***** Extract to read *****

# negotiating Yellowpage ad



## ponderosatree (Apr 20, 2007)

They jack up the cost of our Yellowpage ad every year. More than I think is reasonable. I'm thinking of scaling back the size of our ad and just improving the quality of it. Hiring a professional graphic designer to make something really nice and really emphasizing various traits and service in our company.

I'm worried about scaling back the size of our ad as it's been a key source of leads for years but I think as people turn more towards the internet for local information it's fast becoming out dated.

What's everyones opinion on Yellowpage ads? Has anyone ever scaled back their ad or dumped it completely? We have an extremely solid customer base and at least 1/2 if not more of our business comes from repeat customers and word of mouth.


----------



## spike-columbia (Apr 20, 2007)

*Tell the YP I can only pay $xxx.xx*

You are right about your assumptions.

Older folks more towards phone books.
Younger folks Internet.

I only have my name and number in phone book. Ask you clients for referrals.

Each job you complete clover leaf the area ASAP!

If you know where your business is coming from (certain neighborhoods) then I would do target postcards, refrigerator magnets, pens, etc. scale back that phone book - know where your business is coming from.


----------



## Ekka (Apr 20, 2007)

It's like mini-mouse negotiating with Godzilla.

Good luck, they're a rip off conglomerate monopoly over here that should be dis-embowled like Microsoft. I hate the bastids.


----------



## John Paul Sanborn (Apr 22, 2007)

As everyone says here, the word of mouth referals are the best.

Keep going back to your regular clients with large yards. Call them if it's been a few years since you've been out. Give them inscentive cards to refer people, then gifts if you close a large job.

One of my freinds has an agreement with a restraunt for $5 off $25 gift cert's. He gives them to his clients who refer other good customers.

He's scaled down to a 2 in one column YP add with a tree in it with name and number. Just in case people forget where they have it.


----------



## ropensaddle (Apr 22, 2007)

Man I am with you they rip you a new one. That is highest
price ink I have ever seen and they go up when should be 
comming down. However if your in there when storm comes
it really picks up then!!!1


----------



## CylinderService (May 1, 2007)

I'm in the hydraulics business but I second all of the above. We deal chiefly with other businesses and I can't remember the last time someone said they found us in the yellow pages! So no more $600/month ads for us either.
As far as negotiating with Godzilla, the last couple of years I've told them I would accept a maximum 5% price increase, and surprise!, they found a "program" which would give us that price. You have to be willing to walk away I think. This year we are walking away and will use much smaller ads, assuming they'll give us a fair price. The internet is where our ad money goes now.

***** Data segment *****

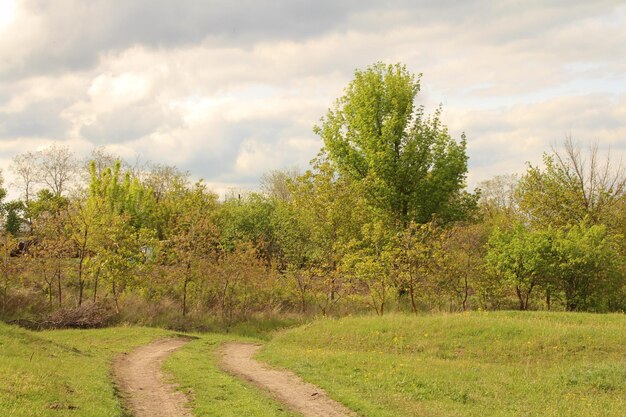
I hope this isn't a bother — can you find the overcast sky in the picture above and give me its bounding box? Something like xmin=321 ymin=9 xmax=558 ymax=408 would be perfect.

*****

◆ Job A ◆
Please check three statements against the forum thread on Yellow Pages ads and answer yes or no to each, quoting the deciding words of the thread: (i) the first poster says at least half of the business comes from repeat customers and word of mouth; (ii) spike-columbia runs more than a name and number in the phone book; (iii) CylinderService plans to drop Yellow Pages ads entirely this year.
◆ Job B ◆
Return the passage of the Yellow Pages ad thread from "It's like mini-mouse" up to and including "a large job.", copied word for word.
◆ Job C ◆
Extend the forum thread on negotiating Yellow Pages ads with a further reply that follows on from its last post.

◆ Task response A ◆
(i) Yes: "at least 1/2 if not more of our business comes from repeat customers and word of mouth."
(ii) No: "I only have my name and number in phone book."
(iii) No: "This year we are walking away and will use much smaller ads, assuming they'll give us a fair price."

◆ Task response B ◆
It's like mini-mouse negotiating with Godzilla.

Good luck, they're a rip off conglomerate monopoly over here that should be dis-embowled like Microsoft. I hate the bastids.


----------



## John Paul Sanborn (Apr 22, 2007)

As everyone says here, the word of mouth referals are the best.

Keep going back to your regular clients with large yards. Call them if it's been a few years since you've been out. Give them inscentive cards to refer people, then gifts if you close a large job.

◆ Task response C ◆
The yellow pages are a thing of the past, and it couldn't happen to a more deserving bunch!

Don the Hydraulics Guy


----------



## ponderosatree (Apr 16, 2008)

So it's that time of year for me to renew my Yellowpage ad. I analyzed my marketing reports and the Yellowpage ad is basically losing money (not much) but still bringing in a lot of customers. I'm moreorless paying $60 per lead but only getting a return of about $45 per lead.

There's also intangibles to consider like how many of these new leads translate into repeat customers. I've only been tracking leads for about a year now so I don't have the necessary data to figure that out. The other thing to factor in is the decreasing relevance of phonebook ads. In 2004/2005 I received considerably more calls from the phonebook. Now, it feels like I only get a few calls a week. The difference is palpable. 

So now I'm at cross-roads.

Continue on with this expensive ad which will surely decrease in value
Reduce the size/cost of my ad which will surely reduce the amount of leads I get and probably result in the same or worse ROI
Eliminate it completely which I think is a major risk and I really don't want to do it.
Has anyone else noticed a decrease in their phonebook leads in general?


----------



## rbtree (Apr 17, 2008)

ponderosatree said:


> Has anyone else noticed a decrease in their phonebook leads in general?



Very much so....I have two 1/6th page ads in the Seattle directory----color..about $1350 a month total. Response has been getting worse and worse, as more people search online....

I have a service that sends me leads for a fee...far better ROI, though some of the leads are less than optimal.

I'll be reducing my YP ad sizes next year.


----------



## ponderosatree (Apr 17, 2008)

rbtree said:


> as more people search online....
> .



Yeah, that's what I thought. In the last year or so Google has really stepped up local advertising. It's great but my webpage looks terrible and getting that redone was been a top priority for me lately.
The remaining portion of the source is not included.